An act to amend the Criminal Code, the Youth Criminal Justice Act and other acts and to make consequential amendments to other acts, which emerged from Bill C‑75, is the product of lengthy and extensive co‑operation with the provinces and territories.
It codified the bail principles set out in binding Supreme Court of Canada rulings. I want to reiterate that the legislation did not make any fundamental changes to the bail system. It did not change the criteria under which an accused can be released by the court or the basic rules of the system. On the contrary, it created a reverse onus provision, making it harder for offenders to be granted bail when charged with certain offences, including intimate partner violence.
The claim that the recent tragic incidents we've seen in Canada are due to the statute arising from Bill C‑75 is just plain false. The issue is a lot more complex than can be addressed in a single piece of legislation, and to say otherwise is overly simplistic.
Our government's thoughtful examination of the bail system is ongoing, and we continue to work co‑operatively towards solutions that will protect our communities.
[English]
One measure that we are contemplating, which aligns with the request in the letter from the premiers, is to establish a reverse onus for additional offences. A reverse onus means that the accused will be denied bail unless they can prove to the court that their release would not pose a significant risk to public safety or undermine the public's confidence. This work is well under way.
I also want to note that there is already a reverse onus on a number of firearms offences, including where an accused who is subject to a weapons prohibition is charged with a firearms offence. However, it is worth considering carefully whether circumstances in which we impose a reverse onus should be expanded. I look forward to discussing this further with the provinces and territories later this week.
We've also heard calls from law enforcement for reform. I was pleased to have met with chiefs of police from across the country in February. I'm grateful for their recommendations based on their frontline experience.
Work is under way to develop legislative and non-legislative options to address the particular challenges of repeat violent offenders. I will also be raising these ideas with my colleagues on Friday.
[Translation]
We know that it will take more than a legislative reform to completely fix this problem.
Police need the necessary resources to monitor offenders who are out on bail and to arrest those who breach their release conditions. We have already provided significant funding and we are open to providing more where needed.
Also necessary are supports and services for mental health and addictions treatment. A social safety net is needed. The previous government cut social programs, and now we are seeing the very real and serious consequences of those cuts. Our government has made unprecedented investments in mental health, including $5 billion for the provinces and territories to increase access to care.
[English]
I commend our partners in British Columbia for the action they took on bail in November as part of their safer communities action plan, and in Manitoba for funding new prosectors to focus on serious firearms offences and violent crime.

◆ **Source excerpt**
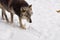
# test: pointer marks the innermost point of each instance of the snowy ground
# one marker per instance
(45, 26)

◆ **Exercise directions**
Could you rewrite the remarks on bail between "[Translation]" and "more where needed.", inclusive, substituting "tools" for "resources"? The material above has no connection to the remarks on bail.

◆ **Answer to the exercise**
[Translation]
We know that it will take more than a legislative reform to completely fix this problem.
Police need the necessary tools to monitor offenders who are out on bail and to arrest those who breach their release conditions. We have already provided significant funding and we are open to providing more where needed.